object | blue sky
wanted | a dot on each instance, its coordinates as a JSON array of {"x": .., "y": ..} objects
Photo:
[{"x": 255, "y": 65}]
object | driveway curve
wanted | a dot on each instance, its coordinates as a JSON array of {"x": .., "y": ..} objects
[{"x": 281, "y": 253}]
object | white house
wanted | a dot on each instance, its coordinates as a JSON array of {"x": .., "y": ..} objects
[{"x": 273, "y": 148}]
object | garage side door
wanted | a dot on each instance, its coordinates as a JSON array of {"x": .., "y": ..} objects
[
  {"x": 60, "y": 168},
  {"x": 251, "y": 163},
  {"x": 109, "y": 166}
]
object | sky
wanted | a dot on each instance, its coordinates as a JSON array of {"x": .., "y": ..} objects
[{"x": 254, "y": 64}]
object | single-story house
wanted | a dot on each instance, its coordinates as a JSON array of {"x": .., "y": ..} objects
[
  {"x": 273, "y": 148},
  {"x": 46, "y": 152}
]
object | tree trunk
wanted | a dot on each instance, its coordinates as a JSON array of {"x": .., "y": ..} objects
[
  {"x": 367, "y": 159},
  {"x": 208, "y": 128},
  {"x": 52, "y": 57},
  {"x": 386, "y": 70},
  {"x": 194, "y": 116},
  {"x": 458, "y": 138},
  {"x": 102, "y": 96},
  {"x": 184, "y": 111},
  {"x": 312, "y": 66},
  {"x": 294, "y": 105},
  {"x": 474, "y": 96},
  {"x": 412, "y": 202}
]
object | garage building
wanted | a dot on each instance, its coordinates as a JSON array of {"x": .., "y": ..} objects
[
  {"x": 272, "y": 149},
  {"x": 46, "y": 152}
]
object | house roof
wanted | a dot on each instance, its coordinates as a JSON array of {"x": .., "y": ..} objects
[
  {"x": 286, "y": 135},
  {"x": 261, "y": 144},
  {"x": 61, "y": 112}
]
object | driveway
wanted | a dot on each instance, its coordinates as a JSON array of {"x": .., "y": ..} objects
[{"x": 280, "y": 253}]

• • • • •

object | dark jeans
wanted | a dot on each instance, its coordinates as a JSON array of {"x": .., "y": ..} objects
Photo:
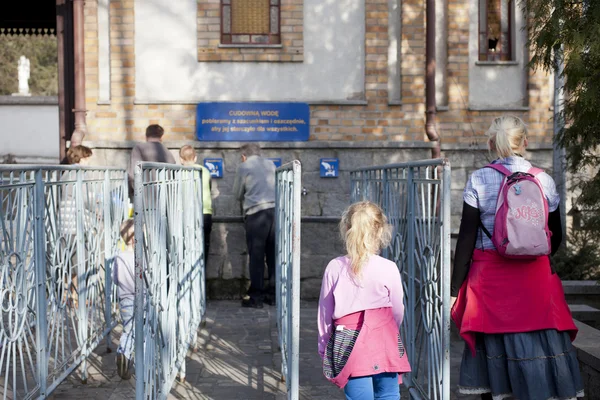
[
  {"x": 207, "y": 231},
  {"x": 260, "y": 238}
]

• • • • •

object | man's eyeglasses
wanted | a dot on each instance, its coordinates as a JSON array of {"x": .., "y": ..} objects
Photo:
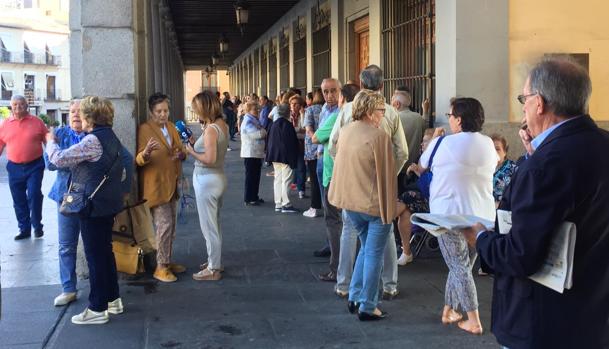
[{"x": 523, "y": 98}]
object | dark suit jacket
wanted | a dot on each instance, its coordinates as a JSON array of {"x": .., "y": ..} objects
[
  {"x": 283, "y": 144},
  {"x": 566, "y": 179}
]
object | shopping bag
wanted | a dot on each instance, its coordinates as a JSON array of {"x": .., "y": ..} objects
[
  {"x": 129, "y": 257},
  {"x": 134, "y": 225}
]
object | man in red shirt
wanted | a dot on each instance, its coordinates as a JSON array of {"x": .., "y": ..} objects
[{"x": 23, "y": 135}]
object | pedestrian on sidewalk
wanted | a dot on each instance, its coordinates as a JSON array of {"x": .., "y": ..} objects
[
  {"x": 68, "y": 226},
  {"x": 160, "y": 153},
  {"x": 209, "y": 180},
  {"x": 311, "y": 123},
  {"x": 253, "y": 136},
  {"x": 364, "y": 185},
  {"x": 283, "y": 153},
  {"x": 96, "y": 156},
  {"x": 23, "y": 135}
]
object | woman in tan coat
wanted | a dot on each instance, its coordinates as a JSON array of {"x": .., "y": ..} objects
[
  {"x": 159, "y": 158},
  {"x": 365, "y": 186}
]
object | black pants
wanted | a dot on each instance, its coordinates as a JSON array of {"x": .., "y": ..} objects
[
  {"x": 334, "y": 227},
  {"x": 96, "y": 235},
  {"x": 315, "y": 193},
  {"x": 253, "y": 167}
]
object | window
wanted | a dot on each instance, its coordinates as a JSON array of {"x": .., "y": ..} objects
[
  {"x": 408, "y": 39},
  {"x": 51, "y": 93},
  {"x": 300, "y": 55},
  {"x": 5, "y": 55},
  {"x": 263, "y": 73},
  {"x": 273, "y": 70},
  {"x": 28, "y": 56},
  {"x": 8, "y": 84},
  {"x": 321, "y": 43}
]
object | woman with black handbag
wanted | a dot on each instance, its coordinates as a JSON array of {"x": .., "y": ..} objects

• • • • •

■ Goal: Pick out each line of the records above that contains the word "woman", treating uppercase and lowercase as different.

■ Written response:
object | woman in tan coat
object | woman with black handbag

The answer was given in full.